● **Zadanie**
Dopisz dalszy ciąg tekstu o pozwach w sprawie kredytów złotówkowych opartych na WIBOR, zaczynając tuż po jego ostatnim zdaniu.

Pozwy kredyty złotówkowe. Kto pierwszy ten lepszy?

Jak wiemy, w przypadku kredytów złotówkowych orzecznictwo nie jest jeszcze tak „obfite” jak w przypadku spraw „frankowych”, ale jeśli sprawy te potoczą się analogicznie, to pierwsi klienci banków, którzy wystąpili do sądów z pozwami WIBOR, skorzystają na orzecznictwie najszybciej. W praktyce już teraz kredytobiorcy, którzy zastanawiają się czy można pozwać bank za WIBOR, mają coraz większy wybór kancelarii zajmujących się tą tematyką. A grupa tych klientów może być w teorii naprawdę duża, bo z dużym prawdopodobieństwem to te same osoby, które jakiś czas temu zastanawiały się Jak skorzystać z wakacji kredytowych 2022 i podjęły już działania. Wakacje kredytowe się skończą a wówczas pewnie zobaczymy, ile osób zdecydowało się na pozwy „wiborowe” i nie ważne, czy poprzez pozew zbiorowy WIBOR, czy indywidualne sprawy o WIBOR w sądach.

 


Inni czytali: Zwrot prowizji za wcześniejszą spłatę kredytu


 

Dlaczego Polacy coraz częściej występują do sądów ws. kredytów opartych o WIBOR? Czy TY też TAK masz?

Coraz częściej z mediów dochodzą do nas informacje, że w sądach zaczynają pojawiać się już nie tylko sporadycznie, pozwy kredytobiorców złotówkowych. Katalizatorem tej narastającej fali pozwów „złotówkowiczów” (inaczej „złotówkowców”), jest prawdopodobnie aktualna sytuacja, która wpływa na komfort życia i kondycję finansową wielu Polaków. Dlaczego Polacy coraz częściej chcą sądzić się z bankami, także w sprawie kredytów zaciągniętych w PLN?

Co powoduje, że w sądach przybywa pozwów kredytobiorców złotówkowych?

Czy TY też tak masz? Spróbujmy wypunktować, jakie mogą być motywacje kredytobiorców złotówkowych:

Pozwy CHF się sprawdziły. Wypróbujmy więc pozew WIBOR

Są liczne pozwy frankowiczów, ale są już także liczne wyroki w sprawach frankowiczów, zakończonych sukcesem. Jeśli wcześniej im, ale teraz także i nam urosły kolosalnie raty, to dlaczego my też mielibyśmy nie spróbować?

Rośnie inflacja i to nie z mojej winy więc dlaczego mam nie złożyć do sądu pozwu ws. WIBOR?

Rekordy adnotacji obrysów
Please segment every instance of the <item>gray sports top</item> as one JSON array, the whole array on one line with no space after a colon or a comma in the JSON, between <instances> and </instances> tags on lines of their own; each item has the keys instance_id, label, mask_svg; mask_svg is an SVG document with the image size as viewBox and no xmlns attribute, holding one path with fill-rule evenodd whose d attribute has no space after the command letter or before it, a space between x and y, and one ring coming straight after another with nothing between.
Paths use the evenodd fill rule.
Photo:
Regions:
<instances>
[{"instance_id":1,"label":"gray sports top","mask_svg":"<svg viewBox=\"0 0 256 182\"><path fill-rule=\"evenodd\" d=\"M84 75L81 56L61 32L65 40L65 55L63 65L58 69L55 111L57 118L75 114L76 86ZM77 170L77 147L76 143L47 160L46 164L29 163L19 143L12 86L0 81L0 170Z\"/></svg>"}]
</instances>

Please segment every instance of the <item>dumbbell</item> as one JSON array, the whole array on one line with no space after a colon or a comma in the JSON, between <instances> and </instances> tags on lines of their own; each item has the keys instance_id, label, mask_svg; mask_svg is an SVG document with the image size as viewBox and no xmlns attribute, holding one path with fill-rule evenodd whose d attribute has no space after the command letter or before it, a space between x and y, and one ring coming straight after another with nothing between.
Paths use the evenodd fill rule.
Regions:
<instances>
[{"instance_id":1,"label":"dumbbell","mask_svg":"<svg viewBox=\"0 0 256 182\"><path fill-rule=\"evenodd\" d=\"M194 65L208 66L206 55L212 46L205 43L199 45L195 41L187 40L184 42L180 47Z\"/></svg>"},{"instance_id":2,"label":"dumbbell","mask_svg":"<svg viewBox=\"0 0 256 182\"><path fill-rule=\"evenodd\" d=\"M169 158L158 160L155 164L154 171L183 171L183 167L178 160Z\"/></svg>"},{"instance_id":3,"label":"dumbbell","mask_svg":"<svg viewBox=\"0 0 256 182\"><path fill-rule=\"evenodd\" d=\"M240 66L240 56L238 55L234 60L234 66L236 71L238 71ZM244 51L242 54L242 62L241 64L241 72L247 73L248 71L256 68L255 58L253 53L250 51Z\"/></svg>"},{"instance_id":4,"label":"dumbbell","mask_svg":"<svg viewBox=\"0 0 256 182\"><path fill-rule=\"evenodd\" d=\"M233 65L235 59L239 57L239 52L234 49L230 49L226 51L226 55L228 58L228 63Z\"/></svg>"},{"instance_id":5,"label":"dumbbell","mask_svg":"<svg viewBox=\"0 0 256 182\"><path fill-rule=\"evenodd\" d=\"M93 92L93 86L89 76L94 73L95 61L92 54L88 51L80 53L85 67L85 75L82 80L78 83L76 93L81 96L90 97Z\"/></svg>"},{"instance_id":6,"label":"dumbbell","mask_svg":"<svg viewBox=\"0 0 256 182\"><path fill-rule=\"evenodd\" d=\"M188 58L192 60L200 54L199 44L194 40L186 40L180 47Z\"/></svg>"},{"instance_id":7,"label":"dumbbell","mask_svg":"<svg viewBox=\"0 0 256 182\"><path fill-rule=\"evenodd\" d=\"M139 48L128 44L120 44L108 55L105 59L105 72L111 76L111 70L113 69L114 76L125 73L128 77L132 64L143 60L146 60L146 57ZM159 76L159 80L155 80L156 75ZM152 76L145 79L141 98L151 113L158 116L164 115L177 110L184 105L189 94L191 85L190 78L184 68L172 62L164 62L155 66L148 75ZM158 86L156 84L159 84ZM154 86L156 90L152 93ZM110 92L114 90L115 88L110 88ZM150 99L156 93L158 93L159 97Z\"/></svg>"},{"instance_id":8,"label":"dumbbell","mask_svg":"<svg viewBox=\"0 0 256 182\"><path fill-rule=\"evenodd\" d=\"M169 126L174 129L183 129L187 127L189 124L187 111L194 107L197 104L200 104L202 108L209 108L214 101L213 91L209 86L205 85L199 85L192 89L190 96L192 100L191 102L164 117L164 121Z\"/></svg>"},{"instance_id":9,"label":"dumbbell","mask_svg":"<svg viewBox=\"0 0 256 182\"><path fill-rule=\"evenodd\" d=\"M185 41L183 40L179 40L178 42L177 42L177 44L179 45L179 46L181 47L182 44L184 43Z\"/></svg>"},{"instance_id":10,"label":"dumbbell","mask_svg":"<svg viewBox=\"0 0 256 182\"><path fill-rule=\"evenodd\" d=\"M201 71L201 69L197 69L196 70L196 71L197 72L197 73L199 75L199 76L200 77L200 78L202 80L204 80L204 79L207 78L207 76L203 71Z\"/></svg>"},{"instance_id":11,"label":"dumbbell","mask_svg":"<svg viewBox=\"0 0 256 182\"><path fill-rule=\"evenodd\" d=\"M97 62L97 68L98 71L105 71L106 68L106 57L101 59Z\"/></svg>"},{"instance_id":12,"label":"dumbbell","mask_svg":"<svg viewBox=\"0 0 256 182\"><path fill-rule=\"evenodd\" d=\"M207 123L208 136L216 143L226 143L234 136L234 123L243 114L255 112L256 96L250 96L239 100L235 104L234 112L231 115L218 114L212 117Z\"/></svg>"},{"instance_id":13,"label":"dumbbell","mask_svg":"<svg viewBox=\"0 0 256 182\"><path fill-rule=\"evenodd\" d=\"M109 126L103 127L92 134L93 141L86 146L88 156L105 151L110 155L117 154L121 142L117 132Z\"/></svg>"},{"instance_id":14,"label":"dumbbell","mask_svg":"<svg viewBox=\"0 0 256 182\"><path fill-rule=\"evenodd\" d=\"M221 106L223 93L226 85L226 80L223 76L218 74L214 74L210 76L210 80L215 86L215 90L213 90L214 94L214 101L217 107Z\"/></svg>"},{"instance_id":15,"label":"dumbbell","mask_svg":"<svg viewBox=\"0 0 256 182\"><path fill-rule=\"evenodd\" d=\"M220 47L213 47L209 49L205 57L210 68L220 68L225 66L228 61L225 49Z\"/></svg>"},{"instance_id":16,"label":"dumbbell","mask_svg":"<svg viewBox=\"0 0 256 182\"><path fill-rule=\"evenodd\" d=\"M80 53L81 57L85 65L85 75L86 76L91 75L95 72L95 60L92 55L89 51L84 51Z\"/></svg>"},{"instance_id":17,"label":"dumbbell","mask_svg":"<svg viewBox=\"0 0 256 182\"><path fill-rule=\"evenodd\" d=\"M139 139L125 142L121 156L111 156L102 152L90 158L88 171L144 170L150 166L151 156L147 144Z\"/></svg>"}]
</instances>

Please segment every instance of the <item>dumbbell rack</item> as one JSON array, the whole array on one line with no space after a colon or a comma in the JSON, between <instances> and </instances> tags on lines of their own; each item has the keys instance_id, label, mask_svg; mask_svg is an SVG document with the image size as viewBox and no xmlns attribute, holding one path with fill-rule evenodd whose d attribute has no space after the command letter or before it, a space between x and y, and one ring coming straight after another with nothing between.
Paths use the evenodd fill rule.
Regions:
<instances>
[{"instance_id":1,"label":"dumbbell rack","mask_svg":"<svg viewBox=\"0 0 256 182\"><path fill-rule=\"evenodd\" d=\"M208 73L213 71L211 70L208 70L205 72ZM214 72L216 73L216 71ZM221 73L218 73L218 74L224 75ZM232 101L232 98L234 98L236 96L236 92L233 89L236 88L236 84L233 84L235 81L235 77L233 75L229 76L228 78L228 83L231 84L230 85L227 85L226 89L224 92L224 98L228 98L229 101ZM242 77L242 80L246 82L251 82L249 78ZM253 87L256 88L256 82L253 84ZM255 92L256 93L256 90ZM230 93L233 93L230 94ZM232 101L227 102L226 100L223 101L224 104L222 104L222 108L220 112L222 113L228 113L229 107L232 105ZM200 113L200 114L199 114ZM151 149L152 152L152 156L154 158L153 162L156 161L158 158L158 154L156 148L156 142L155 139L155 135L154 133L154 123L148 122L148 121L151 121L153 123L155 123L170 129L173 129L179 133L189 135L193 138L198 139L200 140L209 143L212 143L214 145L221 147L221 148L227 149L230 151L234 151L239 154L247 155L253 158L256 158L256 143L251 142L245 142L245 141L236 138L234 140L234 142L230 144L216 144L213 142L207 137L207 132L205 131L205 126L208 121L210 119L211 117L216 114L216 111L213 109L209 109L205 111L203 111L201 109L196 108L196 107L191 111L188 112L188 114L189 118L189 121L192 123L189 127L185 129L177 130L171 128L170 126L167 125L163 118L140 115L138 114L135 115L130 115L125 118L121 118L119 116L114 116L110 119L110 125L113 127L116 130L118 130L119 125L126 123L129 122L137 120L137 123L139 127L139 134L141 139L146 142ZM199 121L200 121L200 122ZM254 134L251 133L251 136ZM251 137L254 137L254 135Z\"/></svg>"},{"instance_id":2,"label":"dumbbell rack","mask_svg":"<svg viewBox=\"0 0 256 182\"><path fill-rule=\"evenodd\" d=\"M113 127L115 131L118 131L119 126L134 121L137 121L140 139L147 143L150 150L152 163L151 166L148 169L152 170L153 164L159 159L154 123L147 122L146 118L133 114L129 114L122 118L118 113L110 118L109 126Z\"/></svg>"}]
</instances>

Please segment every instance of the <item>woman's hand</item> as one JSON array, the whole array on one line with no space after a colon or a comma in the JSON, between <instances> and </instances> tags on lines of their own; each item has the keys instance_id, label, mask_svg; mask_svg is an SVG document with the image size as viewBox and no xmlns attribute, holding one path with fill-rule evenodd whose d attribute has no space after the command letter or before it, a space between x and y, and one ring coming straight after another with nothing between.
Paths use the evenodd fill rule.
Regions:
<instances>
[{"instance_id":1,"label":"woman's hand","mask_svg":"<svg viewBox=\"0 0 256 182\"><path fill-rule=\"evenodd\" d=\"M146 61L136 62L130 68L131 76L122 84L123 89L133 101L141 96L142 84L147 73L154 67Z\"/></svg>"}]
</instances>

● **Odpowiedź pisemna**
Nie da się nie zauważyć efektów wzrostu inflacji, szczególnie stojąc przy sklepowych półkach. Wielu osobom na każdym kroku towarzyszy poczucie, że wzrost inflacji to nie ich wina, a mimo to muszą ponosić jego konsekwencje i np. płacić wyższe raty kredytu. W jaki sposób zwykły Kowalski może walczyć z następstwami wysokiej inflacji? Kupując mniej? Zarabiając więcej? A może warto wystąpić do sądu o unieważnienie WIBOR? Początkowo niewiele osób wierzyło w powodzenie spraw wytaczanych przez Frankowiczów bankom, ale czas pokazał, że szanse na wygraną były całkiem duże. Może tym razem będzie podobnie więc warto składać „pozwy o WIBOR” już teraz?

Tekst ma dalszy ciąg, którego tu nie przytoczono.